**Written request A**. In the forum thread below, what name does JonathanMagnan give to the kind of method being asked for?
**Written request B**. Go through the forum thread below and list every posting time it shows, each with the name of the person who posted at that time.
**Written request C**. Copy out the stretch of the forum thread below from "Therefore, in this" through "the idea hehe).".

**Passage given**.
In my application scenario, such operations are frequently performed. If deep copy is carried out every time, it will be time-consuming, and I need to be more efficient.

Therefore, in this case, can we change the logic in the removeallchildren() function to transfer the previously referenced element to another element directly, and all the data is correct

I think that's the best solution. What do you think?

Best Regards, NodeGreenHand

NodeGreenHand avatar Mar 11 '21 13:03 NodeGreenHand

We will look at it,

What you are asking is a kind of StealChildren method (I will have to come with a better name but you get the idea hehe).

JonathanMagnan avatar Mar 11 '21 14:03 JonathanMagnan

Hello @JonathanMagnan

Should it be more efficient,hehe

Best Regards, NodeGreenHand

NodeGreenHand avatar Mar 11 '21 14:03 NodeGreenHand

Hello @JonathanMagnan

In fact, to put it simply, it is to add a new function. The function is to "insert a child element into the parent element and move all the child elements of the original parent element to the new child element at the same time."

**Dataset rows**.

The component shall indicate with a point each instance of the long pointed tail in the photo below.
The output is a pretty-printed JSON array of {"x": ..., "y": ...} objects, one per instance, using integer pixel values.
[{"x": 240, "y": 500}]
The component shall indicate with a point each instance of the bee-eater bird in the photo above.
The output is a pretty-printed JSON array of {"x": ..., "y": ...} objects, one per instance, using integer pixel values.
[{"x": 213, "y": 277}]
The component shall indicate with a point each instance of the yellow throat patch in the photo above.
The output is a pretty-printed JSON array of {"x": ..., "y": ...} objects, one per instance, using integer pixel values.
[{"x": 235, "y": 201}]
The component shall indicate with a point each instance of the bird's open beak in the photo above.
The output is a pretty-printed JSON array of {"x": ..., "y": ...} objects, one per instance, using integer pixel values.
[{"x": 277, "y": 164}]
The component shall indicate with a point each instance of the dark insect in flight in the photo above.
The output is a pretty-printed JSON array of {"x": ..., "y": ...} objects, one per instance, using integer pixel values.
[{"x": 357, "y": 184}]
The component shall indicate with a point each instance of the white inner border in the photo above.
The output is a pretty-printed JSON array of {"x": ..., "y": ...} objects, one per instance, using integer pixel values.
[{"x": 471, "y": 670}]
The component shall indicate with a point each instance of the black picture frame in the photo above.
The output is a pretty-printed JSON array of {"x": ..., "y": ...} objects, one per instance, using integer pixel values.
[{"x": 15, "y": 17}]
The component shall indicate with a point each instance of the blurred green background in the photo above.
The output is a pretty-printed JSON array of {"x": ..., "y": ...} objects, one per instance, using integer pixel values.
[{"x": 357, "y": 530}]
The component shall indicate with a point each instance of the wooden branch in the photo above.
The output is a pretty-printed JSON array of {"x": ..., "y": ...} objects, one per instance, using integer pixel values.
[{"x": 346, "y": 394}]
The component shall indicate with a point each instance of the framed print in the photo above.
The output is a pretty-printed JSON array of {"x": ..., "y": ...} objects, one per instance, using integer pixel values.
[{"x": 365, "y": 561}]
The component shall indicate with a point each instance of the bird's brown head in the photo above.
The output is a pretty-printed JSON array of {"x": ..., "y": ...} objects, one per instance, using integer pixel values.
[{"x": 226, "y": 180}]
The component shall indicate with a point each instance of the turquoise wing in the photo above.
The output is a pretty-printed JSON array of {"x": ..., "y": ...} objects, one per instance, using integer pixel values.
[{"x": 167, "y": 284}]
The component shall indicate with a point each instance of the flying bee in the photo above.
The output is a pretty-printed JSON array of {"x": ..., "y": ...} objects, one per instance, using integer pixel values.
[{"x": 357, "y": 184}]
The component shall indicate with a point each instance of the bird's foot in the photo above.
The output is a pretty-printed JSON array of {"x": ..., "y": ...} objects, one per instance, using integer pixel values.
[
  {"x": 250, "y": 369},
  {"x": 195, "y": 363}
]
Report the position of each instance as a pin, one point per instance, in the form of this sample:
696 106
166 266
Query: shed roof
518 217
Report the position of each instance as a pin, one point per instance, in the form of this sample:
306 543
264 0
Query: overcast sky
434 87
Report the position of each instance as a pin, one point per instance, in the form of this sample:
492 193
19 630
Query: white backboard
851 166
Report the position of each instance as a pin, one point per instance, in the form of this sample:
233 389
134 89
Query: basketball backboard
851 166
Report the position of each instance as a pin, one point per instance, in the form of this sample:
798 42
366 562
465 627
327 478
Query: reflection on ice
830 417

**Task response A**. StealChildren

**Task response B**.
NodeGreenHand, Mar 11 '21 13:03
JonathanMagnan, Mar 11 '21 14:03
NodeGreenHand, Mar 11 '21 14:03

**Task response C**.
Therefore, in this case, can we change the logic in the removeallchildren() function to transfer the previously referenced element to another element directly, and all the data is correct

I think that's the best solution. What do you think?

Best Regards, NodeGreenHand

NodeGreenHand avatar Mar 11 '21 13:03 NodeGreenHand

We will look at it,

What you are asking is a kind of StealChildren method (I will have to come with a better name but you get the idea hehe).